# WHAT NEEDS TO BE DONE
An exact, complete copy of the entries is what is needed.

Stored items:
--

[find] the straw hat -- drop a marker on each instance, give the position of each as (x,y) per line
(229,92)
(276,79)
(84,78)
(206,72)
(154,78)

--

# SOLUTION TO THIS TASK
[find] the straw hat -- drop a marker on each instance, give the position of each as (x,y) per line
(229,92)
(276,79)
(84,78)
(206,72)
(154,78)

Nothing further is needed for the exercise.